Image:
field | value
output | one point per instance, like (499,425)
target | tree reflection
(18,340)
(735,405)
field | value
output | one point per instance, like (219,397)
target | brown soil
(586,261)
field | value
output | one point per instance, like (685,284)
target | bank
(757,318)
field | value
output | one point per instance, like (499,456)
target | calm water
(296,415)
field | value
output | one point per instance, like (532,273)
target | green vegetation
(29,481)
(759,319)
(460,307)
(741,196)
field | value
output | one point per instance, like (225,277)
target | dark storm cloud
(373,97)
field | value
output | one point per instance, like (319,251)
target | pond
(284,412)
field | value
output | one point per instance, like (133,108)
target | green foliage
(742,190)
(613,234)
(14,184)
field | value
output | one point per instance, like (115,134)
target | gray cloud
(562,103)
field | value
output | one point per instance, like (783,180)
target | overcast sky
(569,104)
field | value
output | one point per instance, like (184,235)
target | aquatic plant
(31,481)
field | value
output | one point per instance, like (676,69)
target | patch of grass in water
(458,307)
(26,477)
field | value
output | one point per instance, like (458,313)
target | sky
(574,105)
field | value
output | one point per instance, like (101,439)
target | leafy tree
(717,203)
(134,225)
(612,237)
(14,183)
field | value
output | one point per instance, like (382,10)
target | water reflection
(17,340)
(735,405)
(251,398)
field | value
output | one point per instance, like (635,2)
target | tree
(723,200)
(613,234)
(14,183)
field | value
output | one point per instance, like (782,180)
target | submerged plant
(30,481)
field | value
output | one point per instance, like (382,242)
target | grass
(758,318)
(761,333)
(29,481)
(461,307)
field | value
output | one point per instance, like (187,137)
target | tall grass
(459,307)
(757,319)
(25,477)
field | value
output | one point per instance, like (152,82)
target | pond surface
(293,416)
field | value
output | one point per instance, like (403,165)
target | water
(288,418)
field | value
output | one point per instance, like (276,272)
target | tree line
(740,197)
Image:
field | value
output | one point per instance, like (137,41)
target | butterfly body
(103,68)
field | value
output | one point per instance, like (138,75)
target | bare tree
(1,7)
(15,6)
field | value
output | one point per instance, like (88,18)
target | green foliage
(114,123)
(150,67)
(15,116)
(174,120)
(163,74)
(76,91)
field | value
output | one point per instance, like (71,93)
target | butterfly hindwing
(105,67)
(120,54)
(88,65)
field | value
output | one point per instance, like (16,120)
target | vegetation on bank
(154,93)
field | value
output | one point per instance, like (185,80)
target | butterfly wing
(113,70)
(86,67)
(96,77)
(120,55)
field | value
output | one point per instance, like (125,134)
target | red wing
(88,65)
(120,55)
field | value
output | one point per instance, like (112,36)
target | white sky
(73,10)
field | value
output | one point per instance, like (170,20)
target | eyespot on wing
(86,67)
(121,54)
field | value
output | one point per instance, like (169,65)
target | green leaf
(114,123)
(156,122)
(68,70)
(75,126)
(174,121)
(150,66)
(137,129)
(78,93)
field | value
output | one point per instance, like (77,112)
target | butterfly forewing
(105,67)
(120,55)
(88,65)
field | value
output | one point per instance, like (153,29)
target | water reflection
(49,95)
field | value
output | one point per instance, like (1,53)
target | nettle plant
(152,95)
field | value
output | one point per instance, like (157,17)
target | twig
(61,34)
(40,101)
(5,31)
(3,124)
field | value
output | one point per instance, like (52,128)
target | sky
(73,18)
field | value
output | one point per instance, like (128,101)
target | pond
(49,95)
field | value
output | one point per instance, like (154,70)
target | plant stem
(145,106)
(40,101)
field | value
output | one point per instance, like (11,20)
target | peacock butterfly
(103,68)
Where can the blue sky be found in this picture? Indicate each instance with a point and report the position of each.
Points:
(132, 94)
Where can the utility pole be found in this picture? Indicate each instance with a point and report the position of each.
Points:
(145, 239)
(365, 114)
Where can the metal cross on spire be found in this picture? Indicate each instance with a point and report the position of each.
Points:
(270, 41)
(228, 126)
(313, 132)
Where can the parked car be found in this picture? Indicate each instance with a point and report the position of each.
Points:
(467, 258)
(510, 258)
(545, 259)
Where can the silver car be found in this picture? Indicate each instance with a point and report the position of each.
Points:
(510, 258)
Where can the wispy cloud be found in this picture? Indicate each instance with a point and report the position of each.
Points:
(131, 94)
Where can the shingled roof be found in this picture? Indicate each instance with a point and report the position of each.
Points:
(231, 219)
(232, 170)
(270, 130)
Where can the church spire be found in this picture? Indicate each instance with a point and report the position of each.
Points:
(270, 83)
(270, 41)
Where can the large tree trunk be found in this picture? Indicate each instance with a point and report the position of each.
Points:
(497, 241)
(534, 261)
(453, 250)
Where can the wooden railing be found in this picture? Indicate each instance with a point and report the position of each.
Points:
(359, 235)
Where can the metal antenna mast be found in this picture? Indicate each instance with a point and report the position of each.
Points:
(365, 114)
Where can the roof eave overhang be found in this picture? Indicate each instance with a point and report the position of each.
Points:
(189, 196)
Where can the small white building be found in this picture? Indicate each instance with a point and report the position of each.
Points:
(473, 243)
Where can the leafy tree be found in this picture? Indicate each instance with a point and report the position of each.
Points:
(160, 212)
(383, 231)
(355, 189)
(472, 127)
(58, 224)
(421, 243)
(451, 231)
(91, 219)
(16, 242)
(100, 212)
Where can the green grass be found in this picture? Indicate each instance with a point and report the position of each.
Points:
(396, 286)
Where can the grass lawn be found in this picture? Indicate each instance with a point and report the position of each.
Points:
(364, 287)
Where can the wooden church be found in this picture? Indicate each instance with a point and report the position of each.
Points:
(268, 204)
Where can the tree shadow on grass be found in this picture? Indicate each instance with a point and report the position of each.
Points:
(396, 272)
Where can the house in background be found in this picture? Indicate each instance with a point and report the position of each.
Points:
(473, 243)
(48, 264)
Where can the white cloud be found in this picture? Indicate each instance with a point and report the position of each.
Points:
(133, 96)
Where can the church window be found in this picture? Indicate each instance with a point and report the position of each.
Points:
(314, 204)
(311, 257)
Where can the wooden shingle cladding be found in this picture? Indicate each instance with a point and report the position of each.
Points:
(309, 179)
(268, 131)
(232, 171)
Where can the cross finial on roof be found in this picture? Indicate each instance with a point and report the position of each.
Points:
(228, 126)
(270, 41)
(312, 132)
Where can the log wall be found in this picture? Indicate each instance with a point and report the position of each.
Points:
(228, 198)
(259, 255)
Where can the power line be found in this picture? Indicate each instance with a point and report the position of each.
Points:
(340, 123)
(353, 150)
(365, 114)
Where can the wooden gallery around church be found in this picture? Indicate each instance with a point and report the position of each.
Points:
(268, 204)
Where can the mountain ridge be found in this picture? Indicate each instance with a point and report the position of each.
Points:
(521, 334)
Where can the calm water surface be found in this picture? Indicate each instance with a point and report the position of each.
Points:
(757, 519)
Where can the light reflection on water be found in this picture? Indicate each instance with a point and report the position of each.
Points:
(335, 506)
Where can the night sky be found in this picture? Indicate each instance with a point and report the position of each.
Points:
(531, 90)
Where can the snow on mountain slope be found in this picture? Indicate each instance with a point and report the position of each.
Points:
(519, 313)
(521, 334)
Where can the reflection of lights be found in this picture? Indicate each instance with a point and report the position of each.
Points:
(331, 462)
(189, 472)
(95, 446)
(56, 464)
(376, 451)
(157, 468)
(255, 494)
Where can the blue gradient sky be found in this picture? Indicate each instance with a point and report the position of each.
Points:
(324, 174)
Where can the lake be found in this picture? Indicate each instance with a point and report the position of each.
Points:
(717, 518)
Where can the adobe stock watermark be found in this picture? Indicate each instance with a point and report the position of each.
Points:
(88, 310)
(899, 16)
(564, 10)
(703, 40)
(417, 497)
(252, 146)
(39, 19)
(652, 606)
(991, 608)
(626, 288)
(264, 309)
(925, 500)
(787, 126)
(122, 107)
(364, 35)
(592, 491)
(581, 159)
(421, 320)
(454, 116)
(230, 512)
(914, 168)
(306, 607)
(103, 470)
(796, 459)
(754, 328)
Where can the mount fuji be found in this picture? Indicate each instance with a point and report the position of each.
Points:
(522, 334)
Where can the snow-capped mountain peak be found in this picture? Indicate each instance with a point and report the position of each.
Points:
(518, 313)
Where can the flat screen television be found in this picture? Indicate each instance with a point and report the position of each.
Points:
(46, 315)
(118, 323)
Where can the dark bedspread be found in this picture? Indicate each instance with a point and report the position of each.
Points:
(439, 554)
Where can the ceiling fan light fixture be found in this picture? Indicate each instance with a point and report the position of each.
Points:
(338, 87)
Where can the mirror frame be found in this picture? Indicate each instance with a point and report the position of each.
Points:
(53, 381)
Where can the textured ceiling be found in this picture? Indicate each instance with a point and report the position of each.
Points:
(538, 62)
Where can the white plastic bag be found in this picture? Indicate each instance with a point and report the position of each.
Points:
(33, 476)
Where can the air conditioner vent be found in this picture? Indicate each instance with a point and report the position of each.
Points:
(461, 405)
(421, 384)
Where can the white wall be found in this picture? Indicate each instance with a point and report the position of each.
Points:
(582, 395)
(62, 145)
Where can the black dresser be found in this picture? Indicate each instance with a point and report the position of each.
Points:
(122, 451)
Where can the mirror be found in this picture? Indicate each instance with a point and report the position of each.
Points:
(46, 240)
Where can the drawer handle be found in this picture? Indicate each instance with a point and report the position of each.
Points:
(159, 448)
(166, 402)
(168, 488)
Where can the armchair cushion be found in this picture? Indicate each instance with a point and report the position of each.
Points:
━━━━━━━━━━━━━━━━━━━━━━━━━━━━━━
- _What you should do_
A single number is the answer: the number of lines in the entries that contain "cross".

- _Exercise answer_
2